:: Objective ::
Shift every bounding box by 41, adding 41 to each of its numbers, and write out again the stretch from the start of the lines below through the line that contains "[0,189,450,299]", with the requests included and the pictures left out.

:: Material to process ::
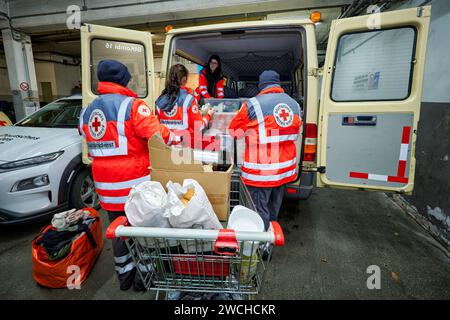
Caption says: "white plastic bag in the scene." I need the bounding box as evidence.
[125,181,170,228]
[165,179,222,229]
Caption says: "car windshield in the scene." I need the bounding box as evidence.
[16,99,82,128]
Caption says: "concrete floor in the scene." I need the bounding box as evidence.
[0,189,450,299]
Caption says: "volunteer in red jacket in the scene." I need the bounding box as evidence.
[194,55,224,102]
[79,60,173,290]
[229,70,302,230]
[156,64,214,148]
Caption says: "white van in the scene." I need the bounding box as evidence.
[81,6,431,198]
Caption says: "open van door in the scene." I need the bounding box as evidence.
[317,6,431,193]
[81,24,154,164]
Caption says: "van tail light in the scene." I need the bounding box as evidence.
[303,123,317,161]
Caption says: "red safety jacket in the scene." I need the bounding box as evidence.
[194,68,224,102]
[79,82,173,211]
[156,86,211,148]
[229,85,302,187]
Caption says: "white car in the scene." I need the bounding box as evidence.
[0,95,99,224]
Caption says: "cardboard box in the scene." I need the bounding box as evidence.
[148,135,233,221]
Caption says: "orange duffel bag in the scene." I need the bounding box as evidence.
[31,208,103,288]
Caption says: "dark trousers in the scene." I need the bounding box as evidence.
[247,185,286,230]
[108,211,136,290]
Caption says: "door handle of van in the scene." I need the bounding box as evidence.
[342,116,377,126]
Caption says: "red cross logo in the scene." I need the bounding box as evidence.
[92,117,102,132]
[279,109,289,121]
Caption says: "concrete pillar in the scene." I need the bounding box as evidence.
[2,29,39,121]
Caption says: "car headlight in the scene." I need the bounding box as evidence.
[0,151,64,171]
[11,174,50,192]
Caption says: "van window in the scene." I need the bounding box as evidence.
[91,39,148,98]
[331,27,416,101]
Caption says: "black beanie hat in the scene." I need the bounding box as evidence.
[97,59,131,87]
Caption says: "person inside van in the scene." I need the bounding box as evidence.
[194,55,224,102]
[156,64,214,148]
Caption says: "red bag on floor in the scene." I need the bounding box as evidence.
[31,208,103,288]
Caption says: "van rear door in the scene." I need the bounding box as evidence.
[80,24,154,164]
[317,6,431,193]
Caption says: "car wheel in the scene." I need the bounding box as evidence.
[69,168,100,209]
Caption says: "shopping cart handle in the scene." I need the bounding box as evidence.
[270,221,284,247]
[106,216,130,239]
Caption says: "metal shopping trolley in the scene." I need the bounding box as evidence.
[106,172,284,299]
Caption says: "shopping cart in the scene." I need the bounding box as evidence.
[106,172,284,299]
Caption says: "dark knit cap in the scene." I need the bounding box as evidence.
[258,70,280,90]
[97,59,131,87]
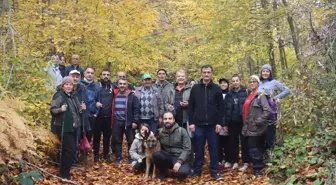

:: The solution ::
Caption says: "white plastic bag in the scene." I need the bounding box as evidence.
[166,222,211,269]
[206,220,263,270]
Caption says: "car windshield in the scene." I need the bounding box as evidence.
[57,140,123,169]
Caption says: "concrete floor in the scene." I need the bounding box as evidence.
[41,230,491,340]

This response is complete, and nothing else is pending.